### What the task requires
Search the data for the string "handle" and gather each line it is in.

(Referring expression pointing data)
----------------------------------------

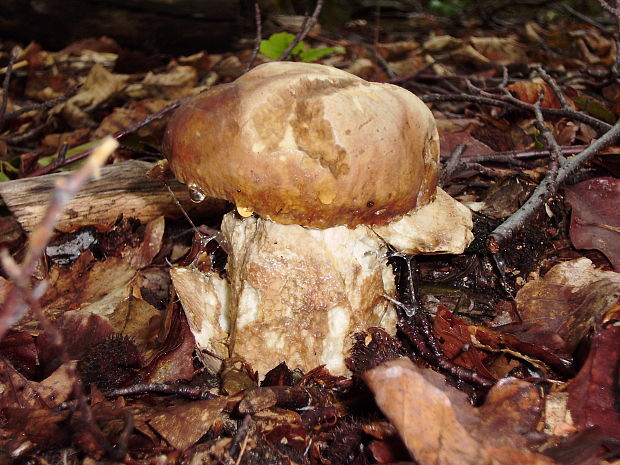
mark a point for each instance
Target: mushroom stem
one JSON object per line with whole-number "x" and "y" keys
{"x": 299, "y": 293}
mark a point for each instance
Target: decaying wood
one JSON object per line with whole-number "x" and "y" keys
{"x": 122, "y": 189}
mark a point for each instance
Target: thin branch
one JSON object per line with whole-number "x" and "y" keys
{"x": 554, "y": 87}
{"x": 307, "y": 27}
{"x": 191, "y": 392}
{"x": 43, "y": 105}
{"x": 512, "y": 103}
{"x": 257, "y": 41}
{"x": 123, "y": 132}
{"x": 15, "y": 305}
{"x": 451, "y": 166}
{"x": 547, "y": 188}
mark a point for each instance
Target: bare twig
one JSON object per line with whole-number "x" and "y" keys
{"x": 307, "y": 27}
{"x": 452, "y": 164}
{"x": 512, "y": 103}
{"x": 66, "y": 187}
{"x": 257, "y": 41}
{"x": 5, "y": 85}
{"x": 554, "y": 87}
{"x": 43, "y": 105}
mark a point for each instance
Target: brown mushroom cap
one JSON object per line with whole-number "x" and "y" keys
{"x": 308, "y": 144}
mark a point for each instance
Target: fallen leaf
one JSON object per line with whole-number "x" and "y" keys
{"x": 500, "y": 50}
{"x": 558, "y": 310}
{"x": 595, "y": 218}
{"x": 456, "y": 341}
{"x": 439, "y": 425}
{"x": 593, "y": 393}
{"x": 529, "y": 92}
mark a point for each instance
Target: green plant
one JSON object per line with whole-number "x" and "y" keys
{"x": 279, "y": 42}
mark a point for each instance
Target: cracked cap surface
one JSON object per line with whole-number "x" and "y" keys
{"x": 308, "y": 144}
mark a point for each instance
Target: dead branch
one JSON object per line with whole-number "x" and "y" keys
{"x": 257, "y": 41}
{"x": 5, "y": 85}
{"x": 548, "y": 187}
{"x": 307, "y": 26}
{"x": 17, "y": 300}
{"x": 512, "y": 103}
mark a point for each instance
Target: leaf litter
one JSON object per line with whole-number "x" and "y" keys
{"x": 540, "y": 319}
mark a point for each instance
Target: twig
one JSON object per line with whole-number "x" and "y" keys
{"x": 452, "y": 164}
{"x": 191, "y": 392}
{"x": 66, "y": 187}
{"x": 513, "y": 156}
{"x": 511, "y": 103}
{"x": 257, "y": 41}
{"x": 5, "y": 85}
{"x": 547, "y": 187}
{"x": 308, "y": 25}
{"x": 123, "y": 132}
{"x": 554, "y": 87}
{"x": 460, "y": 372}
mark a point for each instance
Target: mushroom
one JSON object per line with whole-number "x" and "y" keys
{"x": 325, "y": 170}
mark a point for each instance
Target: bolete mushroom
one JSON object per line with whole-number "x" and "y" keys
{"x": 325, "y": 169}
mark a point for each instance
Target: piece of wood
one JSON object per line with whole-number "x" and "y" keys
{"x": 123, "y": 188}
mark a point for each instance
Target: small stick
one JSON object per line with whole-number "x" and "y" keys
{"x": 554, "y": 87}
{"x": 257, "y": 41}
{"x": 308, "y": 25}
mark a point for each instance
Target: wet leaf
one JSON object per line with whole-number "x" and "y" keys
{"x": 438, "y": 424}
{"x": 593, "y": 393}
{"x": 595, "y": 218}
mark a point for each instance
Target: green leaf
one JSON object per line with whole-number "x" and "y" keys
{"x": 278, "y": 43}
{"x": 74, "y": 151}
{"x": 313, "y": 54}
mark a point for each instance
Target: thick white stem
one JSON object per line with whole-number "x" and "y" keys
{"x": 300, "y": 293}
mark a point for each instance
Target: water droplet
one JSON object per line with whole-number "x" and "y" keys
{"x": 244, "y": 211}
{"x": 196, "y": 194}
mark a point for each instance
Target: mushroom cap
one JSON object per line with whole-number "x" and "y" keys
{"x": 307, "y": 144}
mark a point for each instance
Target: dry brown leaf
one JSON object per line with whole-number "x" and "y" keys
{"x": 183, "y": 425}
{"x": 99, "y": 86}
{"x": 592, "y": 394}
{"x": 502, "y": 51}
{"x": 439, "y": 426}
{"x": 557, "y": 311}
{"x": 595, "y": 217}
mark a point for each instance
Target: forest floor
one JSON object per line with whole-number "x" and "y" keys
{"x": 511, "y": 355}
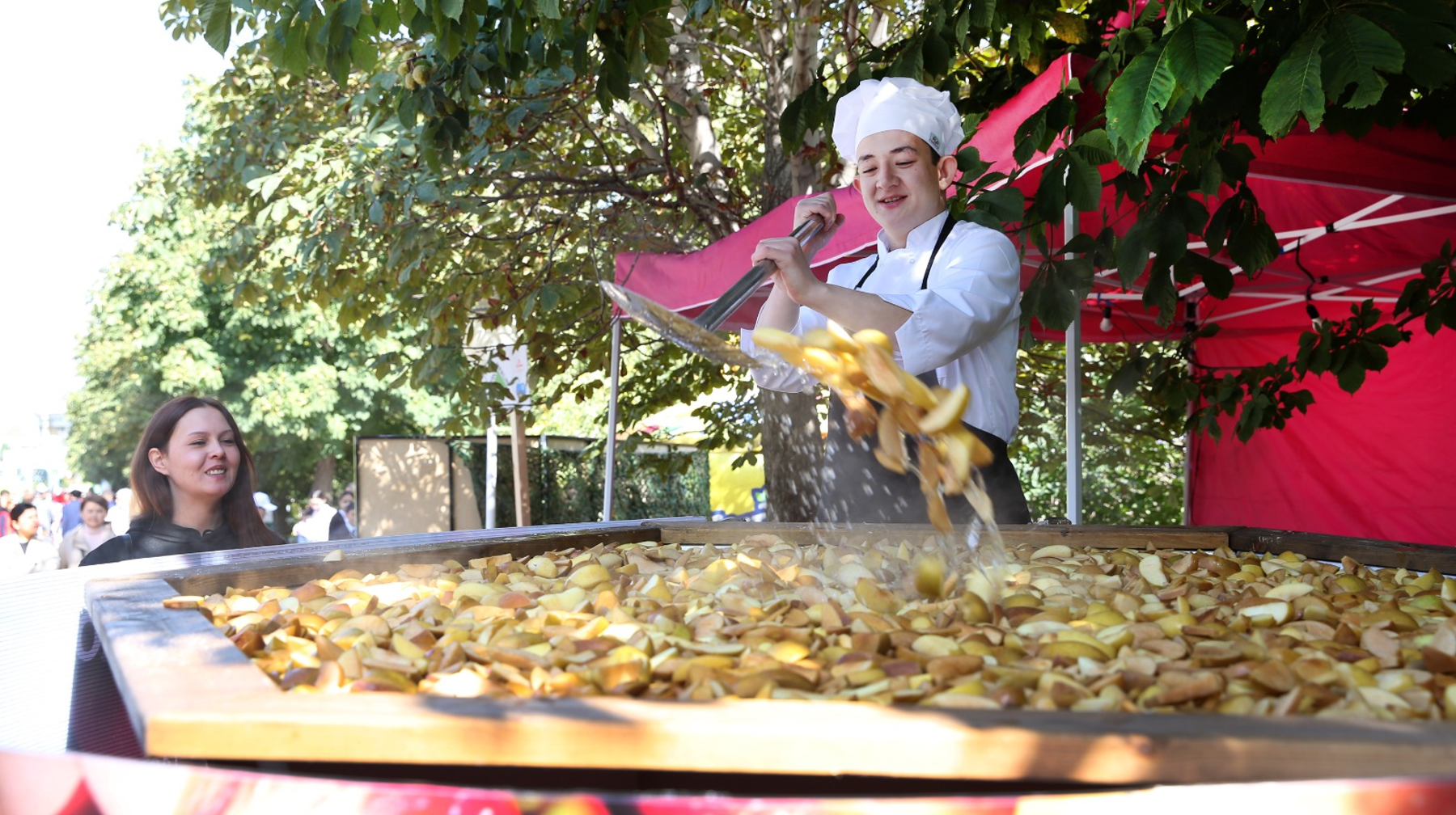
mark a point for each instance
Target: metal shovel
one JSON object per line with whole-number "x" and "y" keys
{"x": 699, "y": 335}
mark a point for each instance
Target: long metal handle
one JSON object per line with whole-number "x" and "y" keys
{"x": 740, "y": 291}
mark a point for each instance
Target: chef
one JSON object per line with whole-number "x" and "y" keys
{"x": 946, "y": 291}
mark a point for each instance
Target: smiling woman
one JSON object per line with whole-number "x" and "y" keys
{"x": 193, "y": 482}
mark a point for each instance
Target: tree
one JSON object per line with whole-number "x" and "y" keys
{"x": 298, "y": 387}
{"x": 345, "y": 192}
{"x": 510, "y": 140}
{"x": 1132, "y": 451}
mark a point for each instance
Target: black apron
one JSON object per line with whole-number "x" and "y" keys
{"x": 859, "y": 488}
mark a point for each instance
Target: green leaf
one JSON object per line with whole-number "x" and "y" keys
{"x": 1199, "y": 54}
{"x": 1095, "y": 147}
{"x": 1424, "y": 29}
{"x": 386, "y": 16}
{"x": 615, "y": 74}
{"x": 1132, "y": 252}
{"x": 1252, "y": 243}
{"x": 935, "y": 54}
{"x": 1296, "y": 87}
{"x": 1350, "y": 378}
{"x": 218, "y": 22}
{"x": 1006, "y": 203}
{"x": 1030, "y": 134}
{"x": 1050, "y": 303}
{"x": 968, "y": 162}
{"x": 1128, "y": 378}
{"x": 1356, "y": 53}
{"x": 1135, "y": 103}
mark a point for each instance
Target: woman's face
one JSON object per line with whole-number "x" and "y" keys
{"x": 201, "y": 458}
{"x": 92, "y": 514}
{"x": 28, "y": 524}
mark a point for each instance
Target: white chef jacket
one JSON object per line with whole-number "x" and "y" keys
{"x": 964, "y": 325}
{"x": 36, "y": 556}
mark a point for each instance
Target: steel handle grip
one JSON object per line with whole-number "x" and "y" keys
{"x": 739, "y": 293}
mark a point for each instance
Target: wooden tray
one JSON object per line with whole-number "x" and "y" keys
{"x": 193, "y": 695}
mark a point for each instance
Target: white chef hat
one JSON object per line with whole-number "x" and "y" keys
{"x": 877, "y": 105}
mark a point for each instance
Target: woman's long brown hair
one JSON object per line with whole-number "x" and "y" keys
{"x": 152, "y": 492}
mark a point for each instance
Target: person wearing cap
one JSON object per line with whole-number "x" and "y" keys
{"x": 946, "y": 293}
{"x": 25, "y": 551}
{"x": 193, "y": 485}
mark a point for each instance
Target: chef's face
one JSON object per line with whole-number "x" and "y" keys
{"x": 900, "y": 181}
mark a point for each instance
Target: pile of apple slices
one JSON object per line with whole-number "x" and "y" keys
{"x": 1075, "y": 629}
{"x": 859, "y": 370}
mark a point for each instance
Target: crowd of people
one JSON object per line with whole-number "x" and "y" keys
{"x": 193, "y": 491}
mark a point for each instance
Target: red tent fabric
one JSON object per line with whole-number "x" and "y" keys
{"x": 1370, "y": 465}
{"x": 1354, "y": 218}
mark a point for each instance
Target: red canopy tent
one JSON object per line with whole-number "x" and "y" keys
{"x": 1356, "y": 218}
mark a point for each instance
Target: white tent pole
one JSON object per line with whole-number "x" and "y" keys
{"x": 1070, "y": 227}
{"x": 1327, "y": 294}
{"x": 612, "y": 418}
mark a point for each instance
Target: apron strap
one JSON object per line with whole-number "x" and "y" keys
{"x": 925, "y": 280}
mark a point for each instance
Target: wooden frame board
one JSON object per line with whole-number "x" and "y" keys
{"x": 193, "y": 695}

----------------------------------------

### Problem solution
Target: long metal handle
Target: steel handle grip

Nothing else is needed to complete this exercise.